A likelihood ratio test for class enumeration in latent class analysis, proposed by Lo, Mendell, & Rubin (2001) based on work by Vuong (1989). See Details for important clarification.
lr_lmr(x, ...)An object for which a method exists.
Additional arguments.
A data.frame containing the Z-value for the likelihood ratio test,
its p-value, df (which indicates the difference in number of parameters, not
true degrees of freedom, which may be zero), w2 (omega squared) statistic for
the test of distinguishability, an its p-value.
The likelihood ratio test for non-nested models, based on
work by Vuong (1989), is often used for class enumeration in latent class
analysis (see Lo, Mendell, & Rubin, 2001). Following work by Merkle,
You, & Preacher (2016), the models to be compared must first be tested for
distinguishability in the population, using the w2 test. The null
hypothesis is that the models are indistinguishable. If this null hypothesis
is not rejected, there is no point in statistical model comparison, either
using the LMR LRT or other statistics. If the null hypothesis is rejected,
the LMR LRT can be evaluated using a Z-test. This function wraps
\link[nonnest2]{vuongtest} to perform that test.

-.-.-

## Challenges
(a) In the documentation on the LMR likelihood ratio test, what is the null hypothesis of the w2 test?
(b) Echo the documentation on the LMR likelihood ratio test from "A likelihood ratio" to "Additional arguments.".
The lines after this text play no part in what is asked here.

## Data block
-.-.-

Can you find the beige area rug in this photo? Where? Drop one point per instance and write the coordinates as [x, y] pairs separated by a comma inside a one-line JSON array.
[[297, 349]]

-.-.-

## Responses per task
(a) The null hypothesis is that the models are indistinguishable.

(b)
A likelihood ratio test for class enumeration in latent class analysis, proposed by Lo, Mendell, & Rubin (2001) based on work by Vuong (1989). See Details for important clarification.
lr_lmr(x, ...)An object for which a method exists.
Additional arguments.